=== Section Start ===
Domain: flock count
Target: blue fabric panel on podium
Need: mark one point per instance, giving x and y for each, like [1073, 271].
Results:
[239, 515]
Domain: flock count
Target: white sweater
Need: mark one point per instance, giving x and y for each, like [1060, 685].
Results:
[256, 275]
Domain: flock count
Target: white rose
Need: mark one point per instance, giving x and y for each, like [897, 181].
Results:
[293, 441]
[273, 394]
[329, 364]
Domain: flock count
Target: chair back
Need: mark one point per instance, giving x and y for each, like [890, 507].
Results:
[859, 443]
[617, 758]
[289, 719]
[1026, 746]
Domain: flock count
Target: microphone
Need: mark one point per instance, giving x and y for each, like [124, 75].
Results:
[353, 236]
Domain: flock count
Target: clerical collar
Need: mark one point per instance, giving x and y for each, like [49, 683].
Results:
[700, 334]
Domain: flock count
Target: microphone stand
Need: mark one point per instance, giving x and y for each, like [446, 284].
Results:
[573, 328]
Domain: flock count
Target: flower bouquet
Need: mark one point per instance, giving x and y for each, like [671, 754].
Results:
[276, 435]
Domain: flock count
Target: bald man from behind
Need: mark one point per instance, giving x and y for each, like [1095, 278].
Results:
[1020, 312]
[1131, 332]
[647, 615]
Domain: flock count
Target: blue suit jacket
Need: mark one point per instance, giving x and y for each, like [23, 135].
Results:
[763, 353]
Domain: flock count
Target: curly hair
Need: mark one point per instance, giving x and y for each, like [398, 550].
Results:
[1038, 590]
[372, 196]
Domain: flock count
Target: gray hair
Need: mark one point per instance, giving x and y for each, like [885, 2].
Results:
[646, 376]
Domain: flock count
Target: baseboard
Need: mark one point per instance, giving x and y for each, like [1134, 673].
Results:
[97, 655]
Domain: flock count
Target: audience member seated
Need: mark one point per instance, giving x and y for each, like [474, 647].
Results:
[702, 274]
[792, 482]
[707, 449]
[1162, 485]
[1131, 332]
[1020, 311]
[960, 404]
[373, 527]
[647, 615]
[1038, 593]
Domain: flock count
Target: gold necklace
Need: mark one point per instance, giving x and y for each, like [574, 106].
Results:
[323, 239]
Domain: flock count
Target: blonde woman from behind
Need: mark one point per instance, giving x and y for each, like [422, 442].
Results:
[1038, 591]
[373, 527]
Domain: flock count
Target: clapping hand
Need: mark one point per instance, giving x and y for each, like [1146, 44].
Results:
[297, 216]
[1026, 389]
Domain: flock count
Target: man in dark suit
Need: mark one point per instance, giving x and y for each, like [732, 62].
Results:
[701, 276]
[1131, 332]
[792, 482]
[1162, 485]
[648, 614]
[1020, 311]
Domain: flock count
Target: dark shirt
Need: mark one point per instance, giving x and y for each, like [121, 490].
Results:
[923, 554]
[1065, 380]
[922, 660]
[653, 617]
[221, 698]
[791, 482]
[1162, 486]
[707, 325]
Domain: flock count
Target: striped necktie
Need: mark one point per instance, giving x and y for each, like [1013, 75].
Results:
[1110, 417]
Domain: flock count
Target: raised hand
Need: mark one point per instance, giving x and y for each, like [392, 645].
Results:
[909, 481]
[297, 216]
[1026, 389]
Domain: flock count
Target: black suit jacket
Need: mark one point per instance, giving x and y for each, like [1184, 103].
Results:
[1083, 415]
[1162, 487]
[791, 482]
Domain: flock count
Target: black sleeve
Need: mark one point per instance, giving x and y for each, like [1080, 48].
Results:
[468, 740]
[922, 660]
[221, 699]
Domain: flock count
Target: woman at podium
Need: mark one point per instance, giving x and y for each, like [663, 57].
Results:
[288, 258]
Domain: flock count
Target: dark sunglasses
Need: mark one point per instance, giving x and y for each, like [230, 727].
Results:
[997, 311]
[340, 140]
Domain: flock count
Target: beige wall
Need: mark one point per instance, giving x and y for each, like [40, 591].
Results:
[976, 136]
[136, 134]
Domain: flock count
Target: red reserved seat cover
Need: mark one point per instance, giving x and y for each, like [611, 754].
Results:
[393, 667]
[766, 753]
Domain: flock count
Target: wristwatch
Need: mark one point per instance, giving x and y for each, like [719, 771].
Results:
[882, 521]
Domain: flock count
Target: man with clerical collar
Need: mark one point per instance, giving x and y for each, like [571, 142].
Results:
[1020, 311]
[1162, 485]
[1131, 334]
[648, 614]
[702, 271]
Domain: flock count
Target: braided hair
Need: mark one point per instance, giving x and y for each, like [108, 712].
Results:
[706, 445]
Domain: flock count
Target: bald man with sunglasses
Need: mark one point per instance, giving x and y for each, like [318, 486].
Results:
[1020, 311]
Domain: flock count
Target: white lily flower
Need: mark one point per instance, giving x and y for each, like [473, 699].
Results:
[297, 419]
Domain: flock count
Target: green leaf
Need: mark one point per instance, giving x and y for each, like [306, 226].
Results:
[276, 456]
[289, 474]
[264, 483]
=== Section End ===
◆ **Exercise requirements**
Return an exact copy of the listing.

◆ **Answer for this exercise**
Domain: flock count
Target: blue fabric panel on podium
Need: mark one point per instance, giving x and y for each, like [1073, 271].
Results:
[239, 515]
Domain: flock count
Target: white sweater
Need: mark one point per instance, giving x and y for each, like [1060, 685].
Results:
[256, 275]
Domain: flock count
Target: white rose
Need: mark one point per instance, giving x and y for each, like [897, 181].
Results:
[293, 441]
[273, 394]
[329, 364]
Domain: flock count
Target: chair back
Need: mark one point per instance, giving x and y for each, like [890, 507].
Results:
[859, 443]
[617, 758]
[289, 719]
[1026, 746]
Domain: flock count
Target: microphone
Need: mark one point per instance, giving x and y for each, like [124, 75].
Results:
[353, 236]
Domain: flock count
Target: clerical collar
Need: mark one point per instance, giving x and y for each, like [49, 683].
Results:
[700, 334]
Domain: flock count
Target: microphone stand
Need: mark one point per instance, giving x and y for each, like [446, 284].
Results:
[573, 328]
Domain: flock count
Target: flower bouquet
Need: mark one point per instance, giving x and y for each, like [671, 754].
Results:
[276, 435]
Domain: flock count
Target: bald man from behind
Need: mark one point per instance, giving x and y for each, like [1095, 278].
Results:
[1020, 312]
[1131, 332]
[647, 615]
Domain: flock count
Target: blue suit jacket
Need: mark one point per instance, giving x and y for each, like [23, 135].
Results:
[763, 353]
Domain: flock count
Target: curly hair
Need: mark one point per instance, giving x and y for each, like [398, 550].
Results:
[1038, 590]
[372, 196]
Domain: flock count
Target: gray hair
Need: mark one point per instance, giving x and y for each, like [885, 2].
Results:
[646, 376]
Domain: flock count
Target: baseboard
Need: mark one point per instance, giving x and y for each, like [1134, 673].
Results:
[97, 655]
Domain: flock count
Target: audience member seated
Need: mark one point per instance, giving x and y for each, like [474, 647].
Results:
[702, 274]
[792, 482]
[707, 449]
[1162, 485]
[1131, 332]
[1020, 311]
[960, 404]
[373, 527]
[647, 615]
[1038, 593]
Domain: flock count
Target: gold necklace
Need: mark one point per instance, giving x and y for each, like [574, 106].
Results:
[323, 239]
Domain: flock count
Target: blonde woman from behind
Need: mark one point per instance, giving x and y for each, like [422, 442].
Results:
[1038, 591]
[373, 527]
Domain: flock count
Target: clapping hand
Need: mark one point per instance, giving x and y for each, like [1146, 44].
Results:
[297, 216]
[1026, 389]
Domain: flock count
Target: man in dark suit
Need: mark one point per instance, giving x and y for each, like [732, 62].
Results:
[701, 276]
[1131, 332]
[792, 482]
[1162, 485]
[648, 614]
[1020, 311]
Domain: flock count
Target: dark shirt
Need: mark one point per instance, giving x and y for each, like [121, 490].
Results:
[923, 554]
[1065, 380]
[922, 660]
[653, 617]
[221, 698]
[791, 482]
[1162, 486]
[707, 325]
Domain: flock count
Target: striped necktie
Need: mark one point per instance, giving x and y for each, like [1013, 75].
Results:
[1110, 417]
Domain: flock count
Target: raised hand
Need: mark one point per instance, giving x and y for each, like [392, 645].
Results:
[909, 481]
[297, 216]
[1026, 389]
Domain: flock count
Target: black suit jacket
Need: mark one point per instance, giving x and y for each, like [1184, 103].
Results:
[1083, 415]
[1162, 487]
[791, 482]
Domain: flock count
Target: black sleeve
Need: mark one point per instance, giving x and y for each, like [1080, 48].
Results:
[468, 740]
[922, 660]
[221, 699]
Domain: flock count
Target: woman at podium
Need: mark one point per instance, giving x and y for each, like [663, 57].
Results:
[288, 258]
Domain: flock count
Target: dark sunglasses
Need: mark one point per instance, giving x and y for each, like [230, 727].
Results:
[997, 311]
[340, 140]
Domain: flock count
Target: beige wall
Need: mark one point per instance, giving x and y for each, like [40, 591].
Results:
[976, 136]
[136, 134]
Domain: flock count
Target: red reserved seat cover
Need: mark one point per instance, giving x and y for each, like [611, 754].
Results:
[393, 667]
[766, 753]
Domain: flock count
Target: wristwatch
Need: mark one point per instance, giving x and y for each, like [719, 771].
Results:
[882, 521]
Domain: flock count
Target: man with clerical collar
Need: mark one point per instance, giving x and y for each, like [571, 142].
Results:
[1020, 311]
[1162, 485]
[1131, 334]
[648, 614]
[702, 271]
Domain: flock count
Target: braided hair
Need: mark one point per instance, giving x and y for each, like [108, 712].
Results:
[706, 445]
Domain: flock count
Target: bald man with sunglasses
Need: mark one point per instance, giving x and y for each, like [318, 486].
Results:
[1020, 311]
Domain: flock count
Target: white lily flower
Need: mark one point per instance, giving x and y for each, like [473, 699].
Results:
[297, 419]
Domain: flock count
Target: green leaf
Need: mark one point per instance, giving x and y for each, like [306, 226].
Results:
[276, 456]
[289, 474]
[264, 483]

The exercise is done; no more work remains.